Problems to work on:
1. In the news story about Sergeant Stuart Pearson, what was Corporal Mark Wright posthumously awarded?
2. Output the part of the news story about Sergeant Stuart Pearson that begins at the words "Days later, a bloody mess in hospital in Birmingham, Sgt" and ends after the words "the 37-year-old .".
3. Pick up the news story about Sergeant Stuart Pearson after its last sentence and keep writing it.

BEGIN Source extract

This story is from May 27, 2012

Minus a leg, sky’s still the limit

Days later, a bloody mess in hospital in Birmingham, Sergeant Pearson knew his life was changed for ever but he refused to relinquish it all.
Minus a leg, sky’s still the limit
Lying in a hospital bed almost six years ago Sergeant Stuart Pearson had just survived a day of unimaginable horror. Caught in a minefield in Helmand, Afghanistan, he and his fellow soldiers from the 3rd Battalion, The Parachute Regiment, had valiantly fought to save each other. One by one, they were hit by exploding mines. Three of them lost legs while Corporal Mark Wright died trying to help his friends, an act of such bravery that the 27-year-old was posthumously awarded the George Cross.

Days later, a bloody mess in hospital in Birmingham, Sgt Pearson knew his life was changed for ever but he refused to relinquish it all. “One of the things I said to myself in Selly Oak was, I am definitely going to get back to skydiving ,” says the 37-year-old .

END Source extract
BEGIN Recorded information

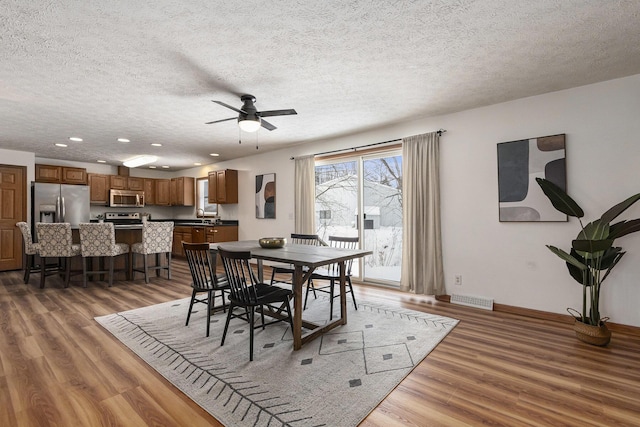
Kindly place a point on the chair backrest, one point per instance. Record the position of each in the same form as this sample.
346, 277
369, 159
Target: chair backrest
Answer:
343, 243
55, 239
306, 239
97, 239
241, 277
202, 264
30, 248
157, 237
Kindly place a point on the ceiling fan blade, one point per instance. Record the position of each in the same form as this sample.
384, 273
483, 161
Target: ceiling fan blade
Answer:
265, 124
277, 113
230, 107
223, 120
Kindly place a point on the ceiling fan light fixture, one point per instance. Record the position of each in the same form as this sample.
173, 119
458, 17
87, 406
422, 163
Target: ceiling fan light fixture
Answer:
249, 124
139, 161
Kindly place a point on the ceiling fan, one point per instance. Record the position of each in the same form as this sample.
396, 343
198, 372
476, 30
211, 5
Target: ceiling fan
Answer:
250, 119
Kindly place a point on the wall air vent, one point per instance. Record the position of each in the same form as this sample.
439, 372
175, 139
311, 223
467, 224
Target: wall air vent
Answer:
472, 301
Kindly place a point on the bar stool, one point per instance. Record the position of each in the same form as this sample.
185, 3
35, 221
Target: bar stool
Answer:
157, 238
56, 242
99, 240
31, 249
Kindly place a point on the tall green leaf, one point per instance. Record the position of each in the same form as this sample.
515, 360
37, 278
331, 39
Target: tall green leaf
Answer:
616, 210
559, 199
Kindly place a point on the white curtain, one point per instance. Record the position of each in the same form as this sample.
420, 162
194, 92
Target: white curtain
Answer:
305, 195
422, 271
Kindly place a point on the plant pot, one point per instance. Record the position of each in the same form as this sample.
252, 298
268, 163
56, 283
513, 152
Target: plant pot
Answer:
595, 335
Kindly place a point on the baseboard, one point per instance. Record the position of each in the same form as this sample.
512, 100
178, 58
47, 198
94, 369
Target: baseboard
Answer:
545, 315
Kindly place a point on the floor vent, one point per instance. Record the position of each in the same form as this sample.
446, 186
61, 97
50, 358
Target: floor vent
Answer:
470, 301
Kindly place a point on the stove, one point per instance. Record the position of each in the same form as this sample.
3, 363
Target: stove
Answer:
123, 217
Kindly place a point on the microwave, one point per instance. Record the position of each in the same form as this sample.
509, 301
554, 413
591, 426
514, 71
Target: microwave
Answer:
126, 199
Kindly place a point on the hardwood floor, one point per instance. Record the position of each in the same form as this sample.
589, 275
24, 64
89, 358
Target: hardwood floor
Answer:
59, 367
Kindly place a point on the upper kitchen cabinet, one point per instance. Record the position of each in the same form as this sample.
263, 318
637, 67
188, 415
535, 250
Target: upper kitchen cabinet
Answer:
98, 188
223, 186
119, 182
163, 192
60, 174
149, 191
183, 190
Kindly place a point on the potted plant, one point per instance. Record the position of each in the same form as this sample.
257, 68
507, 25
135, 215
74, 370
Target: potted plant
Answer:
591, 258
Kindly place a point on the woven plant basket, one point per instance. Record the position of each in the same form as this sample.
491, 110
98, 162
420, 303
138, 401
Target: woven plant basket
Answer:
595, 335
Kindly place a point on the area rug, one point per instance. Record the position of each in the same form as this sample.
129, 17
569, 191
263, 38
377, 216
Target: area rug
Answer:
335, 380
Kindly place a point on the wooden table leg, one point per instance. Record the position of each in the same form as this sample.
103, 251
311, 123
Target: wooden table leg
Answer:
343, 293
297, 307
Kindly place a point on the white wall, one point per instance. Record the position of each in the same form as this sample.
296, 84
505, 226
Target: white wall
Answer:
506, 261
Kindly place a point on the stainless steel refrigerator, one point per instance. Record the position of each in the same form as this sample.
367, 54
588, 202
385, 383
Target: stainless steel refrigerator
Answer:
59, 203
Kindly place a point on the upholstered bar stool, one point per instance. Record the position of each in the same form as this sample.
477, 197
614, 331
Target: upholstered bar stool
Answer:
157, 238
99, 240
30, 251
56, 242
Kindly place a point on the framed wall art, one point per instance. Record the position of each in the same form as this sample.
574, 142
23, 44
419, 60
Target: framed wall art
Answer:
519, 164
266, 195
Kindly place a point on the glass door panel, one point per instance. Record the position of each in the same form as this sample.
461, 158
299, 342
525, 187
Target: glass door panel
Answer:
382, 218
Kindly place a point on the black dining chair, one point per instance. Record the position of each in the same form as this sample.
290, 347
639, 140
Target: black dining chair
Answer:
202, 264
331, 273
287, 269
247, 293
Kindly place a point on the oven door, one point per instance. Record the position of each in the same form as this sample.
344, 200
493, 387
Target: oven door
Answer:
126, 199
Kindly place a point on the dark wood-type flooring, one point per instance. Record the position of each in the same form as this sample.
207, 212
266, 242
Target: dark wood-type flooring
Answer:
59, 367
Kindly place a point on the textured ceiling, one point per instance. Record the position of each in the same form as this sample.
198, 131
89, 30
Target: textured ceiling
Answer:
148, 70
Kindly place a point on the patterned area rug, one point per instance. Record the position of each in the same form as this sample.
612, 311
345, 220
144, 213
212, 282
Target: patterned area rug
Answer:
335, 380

END Recorded information

Set of answers:
1. The George Cross.

2.
Days later, a bloody mess in hospital in Birmingham, Sgt Pearson knew his life was changed for ever but he refused to relinquish it all. “One of the things I said to myself in Selly Oak was, I am definitely going to get back to skydiving ,” says the 37-year-old .

3.
Sitting at the Army Parachute Association drop zone at Netheravon , he explains he knew the perils of throwing himself out of a perfectly good plane, having broken a leg more than 10 years ago, but jokes it is no longer an issue as the leg has gone.
Surrounding him, his fellow amputees span the history of modern British conflict, from the Falklands and Bosnia to Iraq and Afghanistan. Between the seven of them, they proclaim with a smile, they have just seven legs and 13 eyes.
Yet only weeks after beginning training, most with no experience of freefall, they have been transformed from a group of wounded soldiers and Royal Marines to Britain’s first ever disabled skydiving team. Undaunted by the fact that they lack the very limbs that most skydivers use to stabilise their body position in the air, they intend to bring home the medals.
The genesis behind the idea came from army commando Sergeant Dave Pacey, 30, a member of the military’s freeflying team Euphoria, and his wife Alana. “We wanted to give something back and we thought we could get a load of soldiers into the wind tunnel (which replicates the sense of freefall) and see how they fly. Then we thought we could turn them into a skydiving formation team,” he says.

Sgt Pacey and his team approached the British Limbless Ex-Service Men’s Association (Blesma ) and they agreed to sponsor the project and find seven members willing — or some might say mad enough — to give it a go. But, as they explain, fear is not a new emotion to them.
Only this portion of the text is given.